Primate: A Review
- Nicole Au
- 2 days ago
- 4 min read

Image courtesy of Paramount
In an attempt to escape the reality of returning back to a second semester of course shopping, homework assignments, and club interviews, I decided to go to an AMC theater and catch a decent movie. I landed on the film Primate, which I hoped would give me some gruesome jumpscares. The movie’s plot centers around Lucy (Johnny Sequoyah), a college student who brings her friends to her house in Hawaii after being away for a few years. There, all her friends are introduced to Ben (Miguel Hernando Torres Umba), an intelligent pet ape that the family has raised. After a mongoose bites Ben and makes him contract rabies, Ben starts to have violent tendencies. Stranded in the house with a killer ape, Lucy, her sister Erin (Gia Hunter), and her friends must find a way to make it out alive.
■ ■ ■ ■ ■
Your objective: In the movie review, what gives Ben rabies?
■ ■ ■ ■ ■
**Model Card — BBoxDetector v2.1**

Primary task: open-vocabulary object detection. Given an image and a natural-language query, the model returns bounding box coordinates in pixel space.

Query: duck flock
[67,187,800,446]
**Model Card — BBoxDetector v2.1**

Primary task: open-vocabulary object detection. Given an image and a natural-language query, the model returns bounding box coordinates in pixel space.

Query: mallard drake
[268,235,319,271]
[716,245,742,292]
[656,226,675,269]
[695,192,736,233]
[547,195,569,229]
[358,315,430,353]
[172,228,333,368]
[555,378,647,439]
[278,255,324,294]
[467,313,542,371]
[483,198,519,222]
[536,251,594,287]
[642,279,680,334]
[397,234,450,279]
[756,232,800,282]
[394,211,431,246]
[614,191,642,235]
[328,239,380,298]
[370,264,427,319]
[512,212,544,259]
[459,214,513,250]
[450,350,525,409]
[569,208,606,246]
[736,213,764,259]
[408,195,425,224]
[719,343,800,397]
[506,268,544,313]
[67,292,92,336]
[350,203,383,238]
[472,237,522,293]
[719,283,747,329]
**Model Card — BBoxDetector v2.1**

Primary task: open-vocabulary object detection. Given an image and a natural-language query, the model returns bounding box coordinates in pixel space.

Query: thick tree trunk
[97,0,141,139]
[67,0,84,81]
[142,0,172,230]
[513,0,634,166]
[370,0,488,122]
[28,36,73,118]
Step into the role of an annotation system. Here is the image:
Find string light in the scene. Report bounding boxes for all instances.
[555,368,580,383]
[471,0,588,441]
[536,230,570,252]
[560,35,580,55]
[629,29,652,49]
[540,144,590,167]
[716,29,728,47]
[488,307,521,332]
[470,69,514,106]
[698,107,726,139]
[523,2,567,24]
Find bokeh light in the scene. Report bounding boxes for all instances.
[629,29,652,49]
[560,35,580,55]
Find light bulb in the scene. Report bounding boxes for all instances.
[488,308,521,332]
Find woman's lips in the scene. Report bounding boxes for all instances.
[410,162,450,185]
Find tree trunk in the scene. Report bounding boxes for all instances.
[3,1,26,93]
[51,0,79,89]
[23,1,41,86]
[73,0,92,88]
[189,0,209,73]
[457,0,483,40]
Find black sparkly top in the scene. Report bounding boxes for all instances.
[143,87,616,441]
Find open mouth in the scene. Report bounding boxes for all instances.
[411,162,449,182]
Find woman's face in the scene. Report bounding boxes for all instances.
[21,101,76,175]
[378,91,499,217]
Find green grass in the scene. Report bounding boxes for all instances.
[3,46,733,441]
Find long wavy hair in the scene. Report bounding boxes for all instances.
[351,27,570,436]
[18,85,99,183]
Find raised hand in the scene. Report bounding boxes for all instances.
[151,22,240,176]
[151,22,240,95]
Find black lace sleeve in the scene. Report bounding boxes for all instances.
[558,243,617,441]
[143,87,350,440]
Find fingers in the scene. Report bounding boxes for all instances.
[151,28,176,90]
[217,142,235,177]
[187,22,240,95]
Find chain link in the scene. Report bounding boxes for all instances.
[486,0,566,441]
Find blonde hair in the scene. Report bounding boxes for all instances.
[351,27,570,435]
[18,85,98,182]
■ ■ ■ ■ ■
Your solution: A mongoose bites him.